AIM OF THE EXERCISE: Print every row below verbatim, without changing a single character.

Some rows
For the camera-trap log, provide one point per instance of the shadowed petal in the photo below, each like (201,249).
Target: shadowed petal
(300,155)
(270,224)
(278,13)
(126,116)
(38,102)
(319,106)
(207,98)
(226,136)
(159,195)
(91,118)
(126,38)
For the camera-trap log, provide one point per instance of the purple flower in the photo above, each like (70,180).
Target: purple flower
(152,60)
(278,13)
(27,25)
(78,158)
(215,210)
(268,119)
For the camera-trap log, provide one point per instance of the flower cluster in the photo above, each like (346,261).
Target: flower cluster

OUTPUT OF THE TASK:
For the camera-trap log, provide one point per instance of the shadowed petal in the photo below, each like (201,249).
Target: shadowed petal
(300,155)
(270,224)
(278,13)
(126,116)
(38,102)
(319,106)
(207,98)
(226,136)
(159,195)
(91,118)
(126,38)
For the camera-trap log, provide one point per instance of the purple flower in the photo above, each like (70,180).
Target: purple flower
(152,60)
(278,13)
(27,25)
(78,158)
(215,210)
(268,119)
For the camera-trap log, provide one point per instance of the flower cluster in the photo above, each like (346,261).
Target: flower cluster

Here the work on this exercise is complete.